> EXERCISE
Check each line of the listing below for the string "distant", then give only the number of lines where it occurs.

> EXERCISE INPUT
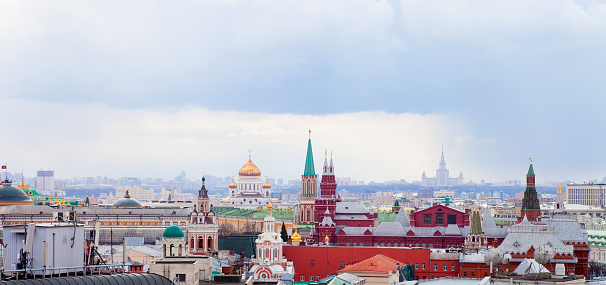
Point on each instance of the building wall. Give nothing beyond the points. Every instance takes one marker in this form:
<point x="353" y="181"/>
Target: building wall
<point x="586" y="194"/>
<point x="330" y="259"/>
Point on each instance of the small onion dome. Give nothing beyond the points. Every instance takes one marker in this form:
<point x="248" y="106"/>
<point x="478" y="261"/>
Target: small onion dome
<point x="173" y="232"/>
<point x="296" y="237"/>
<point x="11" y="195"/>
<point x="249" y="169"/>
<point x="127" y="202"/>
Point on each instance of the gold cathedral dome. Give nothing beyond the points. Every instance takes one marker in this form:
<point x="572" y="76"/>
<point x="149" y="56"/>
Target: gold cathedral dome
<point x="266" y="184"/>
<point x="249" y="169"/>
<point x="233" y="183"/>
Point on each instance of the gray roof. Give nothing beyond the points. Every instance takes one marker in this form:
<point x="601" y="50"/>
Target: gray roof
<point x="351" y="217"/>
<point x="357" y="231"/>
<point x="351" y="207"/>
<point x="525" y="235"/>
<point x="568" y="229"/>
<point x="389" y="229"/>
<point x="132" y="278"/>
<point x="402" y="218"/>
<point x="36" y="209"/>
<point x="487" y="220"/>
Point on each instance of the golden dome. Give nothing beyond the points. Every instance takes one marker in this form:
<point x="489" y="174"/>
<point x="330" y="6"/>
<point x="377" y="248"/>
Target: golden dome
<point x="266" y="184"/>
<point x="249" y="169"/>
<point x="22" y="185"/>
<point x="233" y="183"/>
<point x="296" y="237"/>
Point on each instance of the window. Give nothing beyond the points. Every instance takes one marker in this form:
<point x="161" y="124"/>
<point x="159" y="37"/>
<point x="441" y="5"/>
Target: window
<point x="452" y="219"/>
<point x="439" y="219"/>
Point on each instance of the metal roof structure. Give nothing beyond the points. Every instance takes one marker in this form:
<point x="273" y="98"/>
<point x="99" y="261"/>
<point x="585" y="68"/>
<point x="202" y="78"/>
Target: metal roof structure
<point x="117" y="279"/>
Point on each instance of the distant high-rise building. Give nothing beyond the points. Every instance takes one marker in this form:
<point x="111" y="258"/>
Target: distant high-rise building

> ANSWER TO THE EXERCISE
2